What is needed
Pick up the court passage on interpreting contracts after its final sentence and keep writing it.

** START OF Provided passage **

Conversely, the respondent in its opposing papers
seeks a
rectification of the agreement entered into between the parties to
have it conform with their common intention. In light
of the
conclusion I reach, rectification is not necessary.
[15] In Coopers &
Lybrand & others v Bryant
[1995] ZASCA 64
;
1995 (3) SA 761
(A) at 768, Joubert JA
held that in interpreting contracts, one must have regard to various
factors such as the context in which
the word or phrase is used; the
background circumstances to explain the purpose of the contract and
extrinsic evidence regarding
the surrounding circumstances when the
language of the document is on the face of it ambiguous, by
considering subsequent conduct
of the parties showing the sense in
which they acted on the document, save direct evidence of their own
intention. This distinction
between context, background and extrinsic
evidence has been rejected by the Supreme Court of Appeal in KPMG
Chartered Accountants
(SA) v Securefin Ltd & another
2009 (4) SA
399
(SCA) para 39, where Harms DP held that:
‘First, the
integration (or parol evidence) rule remains part of our law.

** END OF Provided passage **
** START OF Data **

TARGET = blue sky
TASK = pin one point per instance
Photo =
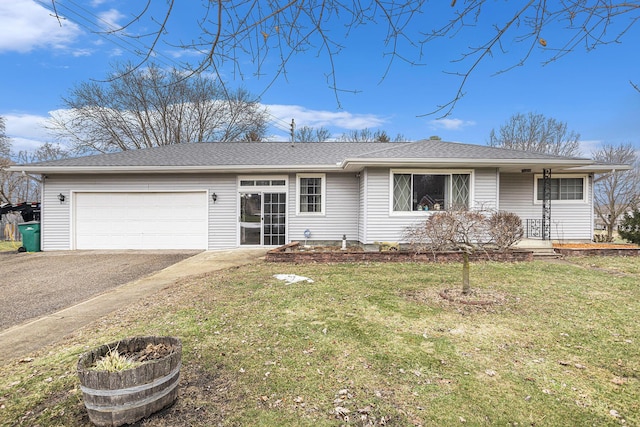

** END OF Data **

Final answer
However, it is frequently ignored by practitioners
and seldom
enforced by trial courts. If a document was intended to provide a
complete memorial of a jural act, extrinsic evidence
may not
contradict, add to or modify its meaning .... Second, interpretation
is a matter of law and not of fact and, accordingly,
interpretation
is a matter for the court and not for witnesses .... Third, the rules
about admissibility of evidence in this regard
do not depend on the
nature of the document, whether statute, contract or patent ....
Fourth, to the extent that evidence may be
admissible to
contextualise the document (since ‘context is everything’)
to establish its factual matrix or purpose
or for purposes of
identification, ‘one must use it as conservatively as possible’
.... The time has arrived for us
to accept that there is no merit in
trying to distinguish between ‘background circumstances’
and ‘surrounding
circumstances’. The distinction is
artificial and, in addition, both terms are vague and confusing.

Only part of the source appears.